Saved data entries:
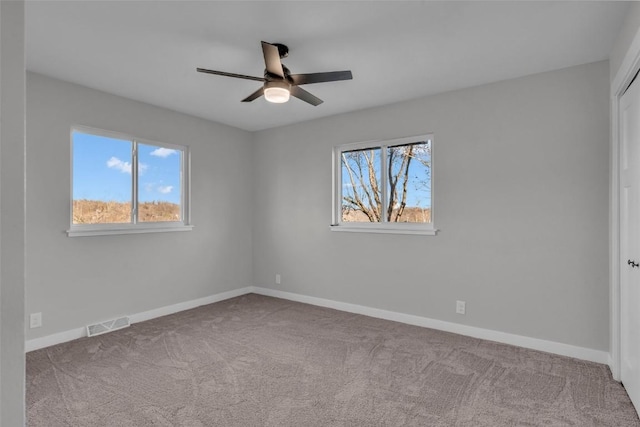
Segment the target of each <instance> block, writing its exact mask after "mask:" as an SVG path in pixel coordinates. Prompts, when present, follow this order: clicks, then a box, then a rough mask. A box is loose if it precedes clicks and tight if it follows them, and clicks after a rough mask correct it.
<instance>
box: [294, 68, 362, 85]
mask: <svg viewBox="0 0 640 427" xmlns="http://www.w3.org/2000/svg"><path fill="white" fill-rule="evenodd" d="M289 77H291V79H292V80H293V84H294V85H308V84H311V83H324V82H335V81H338V80H351V79H353V75H352V74H351V71H349V70H347V71H329V72H327V73H311V74H291V76H289Z"/></svg>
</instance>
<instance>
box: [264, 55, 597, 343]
mask: <svg viewBox="0 0 640 427" xmlns="http://www.w3.org/2000/svg"><path fill="white" fill-rule="evenodd" d="M608 87H609V64H608V62H607V61H605V62H599V63H593V64H587V65H583V66H578V67H572V68H568V69H564V70H559V71H553V72H548V73H543V74H537V75H532V76H528V77H524V78H519V79H514V80H509V81H504V82H499V83H495V84H490V85H485V86H480V87H475V88H471V89H464V90H460V91H455V92H450V93H445V94H441V95H437V96H431V97H427V98H422V99H416V100H414V101H410V102H403V103H399V104H395V105H389V106H384V107H380V108H375V109H369V110H364V111H360V112H354V113H350V114H344V115H339V116H335V117H330V118H325V119H319V120H315V121H311V122H307V123H302V124H297V125H292V126H288V127H283V128H276V129H271V130H266V131H262V132H259V133H257V134H256V135H255V139H256V144H255V153H254V157H253V162H254V163H253V164H254V168H255V172H254V207H255V209H254V212H255V214H254V219H253V221H254V222H253V226H254V234H253V236H254V246H253V260H254V264H253V274H254V279H253V281H254V283H255V284H256V285H259V286H266V287H272V288H275V289H281V290H284V291H290V292H295V293H300V294H303V295H309V296H315V297H321V298H327V299H331V300H337V301H342V302H348V303H355V304H360V305H365V306H370V307H375V308H382V309H387V310H392V311H397V312H402V313H408V314H414V315H419V316H425V317H429V318H434V319H440V320H445V321H450V322H457V323H463V324H467V325H472V326H477V327H481V328H487V329H493V330H498V331H503V332H508V333H514V334H518V335H524V336H528V337H535V338H541V339H545V340H551V341H557V342H562V343H567V344H573V345H577V346H581V347H586V348H592V349H597V350H604V351H608V326H609V318H608V246H607V244H608V229H607V226H608V140H609V104H608ZM426 132H433V133H434V180H435V187H434V197H435V205H434V206H435V218H436V227H437V228H439V229H440V230H441V231H440V233H439V234H438V235H437V236H404V235H384V234H361V233H338V232H331V231H330V230H329V223H330V221H331V197H332V195H331V154H332V147H333V146H334V145H336V144H343V143H348V142H355V141H364V140H370V139H380V138H393V137H399V136H408V135H417V134H422V133H426ZM276 273H280V274H281V275H282V284H281V285H278V286H276V285H275V284H274V275H275V274H276ZM456 299H462V300H466V302H467V314H466V316H460V315H456V314H455V300H456Z"/></svg>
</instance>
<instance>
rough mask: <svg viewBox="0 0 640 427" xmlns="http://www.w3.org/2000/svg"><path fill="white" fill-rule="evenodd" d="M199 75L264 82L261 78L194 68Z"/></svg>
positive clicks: (225, 72)
mask: <svg viewBox="0 0 640 427" xmlns="http://www.w3.org/2000/svg"><path fill="white" fill-rule="evenodd" d="M196 71H198V72H199V73H207V74H215V75H218V76H227V77H235V78H238V79H247V80H255V81H257V82H264V81H265V80H264V78H263V77H253V76H245V75H244V74H235V73H226V72H224V71H215V70H207V69H206V68H196Z"/></svg>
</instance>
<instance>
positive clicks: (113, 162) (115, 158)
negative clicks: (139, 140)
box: [107, 156, 149, 175]
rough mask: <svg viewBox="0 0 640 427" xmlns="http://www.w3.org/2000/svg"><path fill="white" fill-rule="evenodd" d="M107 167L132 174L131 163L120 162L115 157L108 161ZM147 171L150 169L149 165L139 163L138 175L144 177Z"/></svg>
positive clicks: (111, 158) (126, 172)
mask: <svg viewBox="0 0 640 427" xmlns="http://www.w3.org/2000/svg"><path fill="white" fill-rule="evenodd" d="M107 167H109V168H111V169H115V170H119V171H120V172H122V173H128V174H131V163H129V162H125V161H123V160H120V159H119V158H117V157H115V156H114V157H112V158H110V159H109V160H107ZM147 169H149V165H147V164H145V163H140V162H138V173H139V174H140V175H142V174H143V173H144V172H145V171H146V170H147Z"/></svg>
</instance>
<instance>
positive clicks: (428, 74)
mask: <svg viewBox="0 0 640 427" xmlns="http://www.w3.org/2000/svg"><path fill="white" fill-rule="evenodd" d="M628 6H629V4H628V3H626V2H607V1H605V2H582V1H578V2H543V1H535V2H483V1H474V2H415V1H414V2H403V1H387V2H382V1H377V2H362V1H353V2H335V1H333V2H325V1H321V2H312V1H300V2H290V1H289V2H272V1H259V2H214V1H196V2H191V1H164V2H150V1H84V2H79V1H68V2H64V1H52V0H48V1H28V2H27V6H26V24H27V25H26V27H27V30H26V31H27V69H28V70H30V71H35V72H38V73H42V74H46V75H49V76H53V77H56V78H59V79H62V80H67V81H71V82H74V83H79V84H81V85H85V86H89V87H92V88H96V89H100V90H103V91H106V92H110V93H113V94H117V95H121V96H125V97H127V98H131V99H135V100H139V101H143V102H146V103H149V104H153V105H158V106H162V107H166V108H170V109H172V110H176V111H180V112H184V113H187V114H191V115H195V116H199V117H204V118H206V119H210V120H214V121H217V122H221V123H225V124H228V125H232V126H236V127H238V128H242V129H246V130H260V129H266V128H271V127H276V126H281V125H286V124H291V123H296V122H300V121H305V120H310V119H314V118H318V117H324V116H329V115H333V114H338V113H344V112H347V111H353V110H359V109H363V108H368V107H373V106H378V105H384V104H389V103H393V102H398V101H402V100H406V99H411V98H417V97H421V96H425V95H430V94H434V93H440V92H444V91H448V90H453V89H459V88H463V87H470V86H475V85H480V84H483V83H489V82H494V81H499V80H504V79H509V78H514V77H519V76H524V75H528V74H533V73H538V72H543V71H548V70H554V69H559V68H564V67H569V66H572V65H578V64H583V63H588V62H594V61H599V60H603V59H607V58H608V56H609V53H610V50H611V47H612V45H613V42H614V40H615V38H616V36H617V34H618V31H619V29H620V27H621V25H622V22H623V18H624V14H625V12H626V10H627V8H628ZM261 40H265V41H268V42H273V43H275V42H280V43H284V44H286V45H288V46H289V49H290V54H289V57H288V58H286V59H285V60H283V63H284V64H286V65H287V66H288V67H289V69H290V70H291V72H292V73H311V72H320V71H336V70H345V69H350V70H352V72H353V80H351V81H342V82H332V83H320V84H314V85H308V86H304V88H305V89H306V90H308V91H309V92H311V93H313V94H314V95H316V96H318V97H320V98H322V99H323V100H324V101H325V102H324V103H323V104H321V105H320V106H318V107H313V106H311V105H308V104H306V103H304V102H302V101H300V100H297V99H292V100H291V101H289V102H288V103H287V104H280V105H278V104H270V103H268V102H266V101H265V100H264V98H259V99H258V100H256V101H254V102H252V103H241V102H240V100H241V99H243V98H244V97H246V96H247V95H249V94H250V93H252V92H253V91H255V90H256V89H258V88H259V87H260V83H259V82H255V81H250V80H240V79H233V78H229V77H221V76H214V75H207V74H201V73H197V72H196V70H195V69H196V67H203V68H210V69H214V70H221V71H228V72H232V73H239V74H249V75H254V76H259V77H260V76H262V74H263V69H264V62H263V59H262V51H261V47H260V41H261Z"/></svg>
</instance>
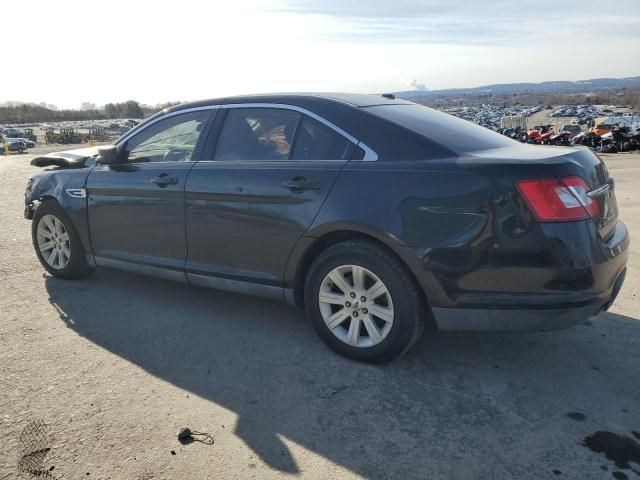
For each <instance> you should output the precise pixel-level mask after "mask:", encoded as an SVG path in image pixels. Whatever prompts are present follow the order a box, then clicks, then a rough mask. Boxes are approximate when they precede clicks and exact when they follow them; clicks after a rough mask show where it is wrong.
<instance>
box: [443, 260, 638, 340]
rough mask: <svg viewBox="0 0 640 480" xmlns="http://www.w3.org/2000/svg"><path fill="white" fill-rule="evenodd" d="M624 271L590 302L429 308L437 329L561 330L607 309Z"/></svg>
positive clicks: (487, 330)
mask: <svg viewBox="0 0 640 480" xmlns="http://www.w3.org/2000/svg"><path fill="white" fill-rule="evenodd" d="M625 274H626V268H625V269H623V270H622V271H621V272H620V273H619V274H618V276H617V278H616V280H615V282H614V284H613V286H612V288H611V289H610V291H609V292H607V295H606V296H604V297H602V296H598V297H596V298H594V299H592V302H591V303H588V304H586V305H581V306H570V307H567V308H552V309H543V308H534V309H521V310H518V309H490V308H432V312H433V316H434V318H435V321H436V325H437V327H438V329H439V330H442V331H485V332H486V331H496V332H543V331H549V330H561V329H564V328H569V327H572V326H574V325H577V324H579V323H582V322H584V321H586V320H588V319H589V318H593V317H596V316H597V315H598V314H599V313H600V312H602V311H604V310H607V309H608V308H609V307H610V306H611V304H612V303H613V301H614V300H615V299H616V297H617V295H618V293H619V292H620V289H621V288H622V284H623V283H624V278H625Z"/></svg>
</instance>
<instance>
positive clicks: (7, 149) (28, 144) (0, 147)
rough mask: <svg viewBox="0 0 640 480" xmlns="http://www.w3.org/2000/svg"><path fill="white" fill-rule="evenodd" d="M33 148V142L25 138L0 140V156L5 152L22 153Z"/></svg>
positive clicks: (11, 138)
mask: <svg viewBox="0 0 640 480" xmlns="http://www.w3.org/2000/svg"><path fill="white" fill-rule="evenodd" d="M35 146H36V144H35V142H32V141H31V140H28V139H26V138H5V139H3V140H0V155H2V154H4V153H6V152H9V153H24V152H25V151H26V150H27V149H29V148H33V147H35Z"/></svg>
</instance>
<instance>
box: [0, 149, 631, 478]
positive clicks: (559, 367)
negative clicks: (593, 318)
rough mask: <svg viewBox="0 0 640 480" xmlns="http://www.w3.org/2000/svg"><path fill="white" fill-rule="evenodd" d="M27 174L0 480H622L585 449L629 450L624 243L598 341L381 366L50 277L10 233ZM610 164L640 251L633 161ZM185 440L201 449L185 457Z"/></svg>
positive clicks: (412, 355)
mask: <svg viewBox="0 0 640 480" xmlns="http://www.w3.org/2000/svg"><path fill="white" fill-rule="evenodd" d="M31 158H32V156H31V155H12V156H9V157H0V185H2V189H1V190H0V194H1V202H2V203H1V205H2V207H3V208H2V209H1V210H0V225H2V228H1V229H0V314H1V321H0V478H1V479H13V478H17V477H18V476H19V473H18V472H19V469H25V468H26V465H28V464H31V469H35V470H43V471H46V472H47V475H50V477H49V478H57V479H79V478H100V479H108V478H111V479H140V480H142V479H152V478H153V479H155V478H158V479H162V478H167V479H175V478H198V479H204V478H225V479H227V478H275V477H293V476H299V477H304V478H359V477H368V478H401V479H410V478H428V479H440V478H457V479H467V478H469V479H485V478H486V479H505V478H513V479H541V478H574V479H611V478H614V476H613V474H614V473H615V474H616V475H618V476H617V477H616V478H624V477H621V476H620V475H619V474H618V472H617V471H618V470H621V469H622V470H621V472H624V473H625V474H626V475H627V476H629V478H633V477H634V475H635V474H634V473H633V472H632V470H630V469H623V468H624V467H626V465H625V464H624V462H619V465H618V467H616V465H614V462H613V461H611V460H609V459H607V458H606V457H605V455H603V454H601V453H596V452H594V451H592V450H590V449H589V448H587V447H586V446H584V445H583V441H584V439H585V437H587V436H588V435H591V434H593V433H594V432H596V431H608V432H613V433H616V434H621V435H625V436H627V437H629V441H628V442H627V444H628V445H629V446H630V448H632V449H633V448H635V447H634V444H633V440H631V438H633V435H632V432H633V431H635V432H636V434H637V435H638V436H639V437H640V434H638V433H637V432H638V431H640V408H639V407H640V348H639V346H640V342H639V340H640V321H639V320H638V319H639V318H640V314H639V313H638V312H640V308H639V307H640V299H639V298H638V293H639V288H638V287H639V285H640V282H639V280H640V279H639V273H638V272H639V271H640V269H639V268H638V263H639V261H640V260H639V258H640V256H638V255H637V249H638V248H639V247H638V243H637V242H635V243H633V244H632V247H631V248H632V255H631V258H630V265H629V267H630V268H629V274H628V275H627V281H626V284H625V286H624V288H623V290H622V292H621V294H620V296H619V297H618V300H617V301H616V303H615V304H614V306H613V307H612V309H611V311H610V312H609V313H606V314H603V315H602V316H601V317H600V318H599V319H598V320H597V321H596V322H593V323H589V324H583V325H580V326H577V327H574V328H572V329H570V330H566V331H562V332H554V333H540V334H482V335H442V334H439V335H425V336H424V337H423V339H422V340H421V341H420V343H419V344H418V345H417V346H416V348H414V349H413V350H412V351H411V352H410V353H409V354H408V355H406V356H405V357H403V358H401V359H399V360H397V361H395V362H393V363H392V364H390V365H387V366H383V367H375V366H368V365H361V364H357V363H353V362H350V361H348V360H345V359H342V358H340V357H338V356H336V355H335V354H333V353H331V352H330V351H328V350H327V349H326V348H325V347H324V346H323V345H322V344H321V342H320V341H319V340H318V339H317V338H316V336H315V335H314V332H313V330H312V327H311V325H310V324H309V323H308V322H306V321H305V319H304V315H303V313H302V312H300V311H297V310H294V309H291V308H287V307H285V306H282V305H279V304H277V303H270V302H267V301H263V300H257V299H253V298H249V297H244V296H240V295H234V294H229V293H220V292H216V291H211V290H204V289H200V288H194V287H187V286H185V285H181V284H176V283H170V282H166V281H162V280H155V279H150V278H146V277H139V276H135V275H133V274H127V273H120V272H112V271H107V270H102V271H98V272H96V274H94V275H93V276H92V277H90V278H89V279H87V280H83V281H75V282H73V281H64V280H58V279H54V278H52V277H50V276H48V275H45V274H44V273H43V272H44V270H43V269H42V268H41V266H40V265H39V263H38V261H37V259H36V256H35V254H34V252H33V250H32V246H31V238H30V222H29V221H27V220H25V219H24V218H23V216H22V211H23V197H22V193H23V190H24V186H25V183H26V180H27V178H28V177H29V176H30V175H31V174H33V173H34V172H35V171H36V170H37V169H35V168H33V167H31V166H30V165H29V161H30V159H31ZM606 161H607V164H608V167H609V170H610V172H611V174H612V175H613V176H614V177H615V178H616V180H617V194H618V201H619V204H620V208H621V212H622V218H623V219H624V221H625V222H626V223H627V225H628V226H629V229H630V231H631V232H632V235H633V236H634V237H636V238H638V237H640V235H638V234H637V232H640V197H639V196H638V186H639V185H640V155H638V154H619V155H612V156H607V158H606ZM38 422H41V423H38ZM38 426H39V428H36V427H38ZM183 426H189V427H190V428H191V429H193V430H198V431H202V432H209V433H210V434H211V436H212V437H213V439H214V443H213V445H206V444H204V443H200V442H193V443H191V444H184V445H182V444H180V443H179V442H178V440H177V438H176V434H177V432H178V430H179V429H180V427H183ZM609 446H611V445H609ZM34 450H35V451H36V453H33V454H32V455H27V456H23V454H24V453H29V452H33V451H34ZM630 466H631V467H633V468H636V469H637V470H639V471H640V465H638V464H635V465H634V464H631V465H630ZM41 476H43V475H41ZM638 476H640V474H638Z"/></svg>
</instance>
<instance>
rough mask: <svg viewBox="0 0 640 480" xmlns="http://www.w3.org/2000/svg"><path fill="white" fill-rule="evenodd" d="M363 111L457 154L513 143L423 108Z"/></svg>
mask: <svg viewBox="0 0 640 480" xmlns="http://www.w3.org/2000/svg"><path fill="white" fill-rule="evenodd" d="M365 110H367V111H368V112H370V113H373V114H374V115H376V116H378V117H382V118H384V119H385V120H389V121H391V122H393V123H395V124H397V125H400V126H402V127H404V128H407V129H409V130H411V131H413V132H416V133H418V134H420V135H422V136H424V137H426V138H428V139H429V140H431V141H433V142H436V143H439V144H440V145H442V146H444V147H446V148H448V149H449V150H451V151H453V152H455V153H458V154H460V153H467V152H473V151H476V150H487V149H490V148H499V147H507V146H510V145H513V143H514V140H511V139H510V138H508V137H505V136H504V135H500V134H499V133H496V132H494V131H492V130H489V129H488V128H485V127H481V126H480V125H476V124H474V123H471V122H469V121H467V120H463V119H461V118H457V117H454V116H452V115H447V114H446V113H442V112H439V111H437V110H433V109H431V108H427V107H424V106H422V105H416V104H410V105H379V106H374V107H367V108H365Z"/></svg>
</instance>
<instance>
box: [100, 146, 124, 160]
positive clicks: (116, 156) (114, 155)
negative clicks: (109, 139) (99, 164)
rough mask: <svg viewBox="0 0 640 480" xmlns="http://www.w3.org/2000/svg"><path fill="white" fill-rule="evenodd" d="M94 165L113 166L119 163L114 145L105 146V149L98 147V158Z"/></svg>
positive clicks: (118, 159)
mask: <svg viewBox="0 0 640 480" xmlns="http://www.w3.org/2000/svg"><path fill="white" fill-rule="evenodd" d="M96 163H99V164H101V165H115V164H117V163H120V158H119V156H118V150H117V149H116V146H115V145H107V146H105V147H98V157H97V158H96Z"/></svg>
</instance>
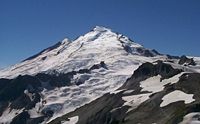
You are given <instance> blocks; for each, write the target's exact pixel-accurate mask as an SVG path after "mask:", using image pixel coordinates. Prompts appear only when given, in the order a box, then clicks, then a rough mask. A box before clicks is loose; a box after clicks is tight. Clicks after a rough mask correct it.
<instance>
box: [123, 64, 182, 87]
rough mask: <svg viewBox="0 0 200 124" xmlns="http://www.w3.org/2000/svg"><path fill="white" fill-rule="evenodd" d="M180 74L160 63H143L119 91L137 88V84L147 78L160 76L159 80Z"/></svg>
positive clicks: (177, 70) (168, 77) (174, 69)
mask: <svg viewBox="0 0 200 124" xmlns="http://www.w3.org/2000/svg"><path fill="white" fill-rule="evenodd" d="M180 72H182V70H180V69H174V68H172V66H171V65H169V64H165V63H163V62H162V61H157V64H155V65H154V64H152V63H149V62H147V63H144V64H142V65H141V66H140V67H139V68H138V69H137V70H135V71H134V74H133V75H132V76H131V77H130V78H129V79H128V80H127V81H126V83H124V84H123V85H122V87H121V88H120V89H124V88H125V89H130V88H136V87H137V88H138V87H139V86H138V85H139V82H140V81H143V80H145V79H147V78H149V77H152V76H156V75H158V74H159V75H161V76H162V78H161V79H166V78H170V77H172V76H174V75H176V74H178V73H180Z"/></svg>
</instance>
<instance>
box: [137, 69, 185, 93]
mask: <svg viewBox="0 0 200 124" xmlns="http://www.w3.org/2000/svg"><path fill="white" fill-rule="evenodd" d="M183 73H184V72H183ZM183 73H180V74H177V75H175V76H173V77H171V78H168V79H164V80H162V81H161V76H160V75H157V76H153V77H150V78H148V79H146V80H144V81H141V82H140V84H141V85H140V87H141V88H142V91H149V92H152V93H156V92H160V91H162V90H163V89H164V85H166V84H174V83H177V82H178V81H179V77H180V76H181V75H182V74H183Z"/></svg>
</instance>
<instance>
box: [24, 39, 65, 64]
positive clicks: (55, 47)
mask: <svg viewBox="0 0 200 124" xmlns="http://www.w3.org/2000/svg"><path fill="white" fill-rule="evenodd" d="M61 44H62V42H58V43H56V44H55V45H53V46H50V47H48V48H46V49H44V50H42V51H41V52H39V53H37V54H35V55H33V56H31V57H29V58H27V59H25V60H23V61H22V62H24V61H27V60H31V59H34V58H36V57H38V56H39V55H41V54H42V53H43V52H45V51H51V50H53V49H56V48H57V47H59V46H60V45H61ZM42 59H43V60H45V59H46V57H45V58H44V57H43V58H42Z"/></svg>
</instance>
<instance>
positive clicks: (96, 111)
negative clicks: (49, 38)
mask: <svg viewBox="0 0 200 124" xmlns="http://www.w3.org/2000/svg"><path fill="white" fill-rule="evenodd" d="M199 72H200V59H199V58H198V57H193V58H187V56H184V57H175V56H170V55H164V54H160V53H159V52H157V51H156V50H151V49H148V48H145V47H144V46H142V45H140V44H138V43H136V42H134V41H132V40H131V39H130V38H128V37H126V36H124V35H123V34H119V33H115V32H113V31H112V30H111V29H108V28H105V27H100V26H96V27H95V28H94V29H92V30H91V31H90V32H88V33H86V34H85V35H83V36H80V37H78V38H77V39H75V40H73V41H70V40H69V39H67V38H65V39H64V40H62V41H60V42H58V43H56V44H55V45H53V46H50V47H48V48H46V49H44V50H42V51H41V52H39V53H37V54H35V55H33V56H31V57H29V58H27V59H25V60H24V61H22V62H21V63H18V64H16V65H14V66H11V67H9V68H6V69H4V70H0V123H13V124H15V123H16V124H17V123H20V124H38V123H52V124H60V123H70V124H75V123H78V124H87V123H91V124H94V123H95V124H102V123H105V124H112V123H117V124H118V123H130V124H132V123H154V122H155V123H160V124H162V123H167V122H169V123H178V122H181V121H183V122H184V121H187V118H188V117H189V118H190V119H193V116H194V115H198V114H195V113H194V112H197V111H199V110H198V109H199V107H198V106H199V104H200V102H199V97H198V96H200V94H199V89H198V87H199V86H200V85H199V80H200V75H199ZM189 83H190V84H189ZM161 112H164V113H165V115H168V116H169V118H168V117H165V116H164V114H163V115H160V113H161ZM151 113H153V115H151ZM195 117H196V116H195ZM183 118H186V120H184V119H183ZM176 120H177V121H176Z"/></svg>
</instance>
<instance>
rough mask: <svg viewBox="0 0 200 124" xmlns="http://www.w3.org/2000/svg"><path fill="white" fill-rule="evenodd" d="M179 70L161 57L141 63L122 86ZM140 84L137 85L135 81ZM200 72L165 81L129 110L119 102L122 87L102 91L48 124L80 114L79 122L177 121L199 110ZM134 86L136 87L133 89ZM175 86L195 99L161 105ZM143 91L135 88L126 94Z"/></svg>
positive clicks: (193, 73) (120, 100)
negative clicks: (165, 83) (185, 101)
mask: <svg viewBox="0 0 200 124" xmlns="http://www.w3.org/2000/svg"><path fill="white" fill-rule="evenodd" d="M181 71H182V70H178V69H174V68H172V67H171V66H170V65H168V64H165V63H162V62H161V61H160V62H158V63H157V64H155V65H153V64H151V63H144V64H143V65H141V66H140V67H139V68H138V69H137V70H136V71H135V72H134V74H133V75H132V77H131V78H130V79H128V80H127V82H126V83H125V85H124V86H122V87H123V89H125V88H128V89H129V90H130V89H136V88H135V87H133V86H132V85H134V84H137V82H139V81H142V80H144V79H146V78H149V77H151V76H155V75H157V74H160V75H161V76H162V77H163V79H165V78H170V77H172V76H174V75H176V74H178V73H180V72H181ZM135 86H136V87H138V88H139V86H137V85H135ZM199 88H200V74H199V73H185V74H183V75H182V76H180V78H179V81H178V82H177V83H175V84H167V85H165V88H164V90H162V91H160V92H157V93H154V94H152V95H151V96H150V98H149V99H148V100H146V101H145V102H143V103H142V104H140V105H139V106H138V107H136V108H135V109H133V110H131V111H128V109H129V108H130V107H129V106H122V105H123V103H124V102H125V101H123V100H122V97H123V96H126V95H124V94H123V91H121V92H119V93H116V94H105V95H104V96H102V97H100V98H98V99H97V100H95V101H93V102H91V103H89V104H87V105H85V106H82V107H80V108H78V109H76V110H75V111H74V112H71V113H68V114H66V115H64V116H61V117H59V118H57V119H55V120H53V121H52V122H50V124H60V123H61V121H66V120H68V118H70V117H73V116H79V120H78V124H94V123H95V124H138V123H141V124H152V123H156V124H177V123H180V122H181V121H182V120H183V117H184V116H185V115H186V114H188V113H190V112H200V90H199ZM136 90H137V89H136ZM175 90H180V91H183V92H185V93H188V94H194V97H193V98H194V99H195V102H192V103H189V104H185V103H184V102H183V101H177V102H173V103H170V104H169V105H167V106H164V107H160V104H161V102H162V98H163V97H164V96H165V95H166V94H168V93H170V92H172V91H175ZM137 94H142V92H140V91H134V92H132V93H129V94H128V95H137Z"/></svg>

(What is needed)
Copy every line from the records that holds the string "correct".

(The completed task)
Segment the target of each <instance> block, writing its exact mask after "mask:" as an SVG path in pixel coordinates. Prompts, when present, follow this order: clicks, then a box, then a rough mask. A box is loose if it precedes clicks and tight if it follows them, and clicks after a rough mask correct it.
You are given <instance> blocks; for each, write the target's exact pixel-accurate mask as an SVG path after "mask:", using image pixel coordinates. Prompts appear only when given, in the order a box, then clicks, then a rough mask. A box before clicks is loose; a box after clicks is tight. Clicks after a rough mask correct it.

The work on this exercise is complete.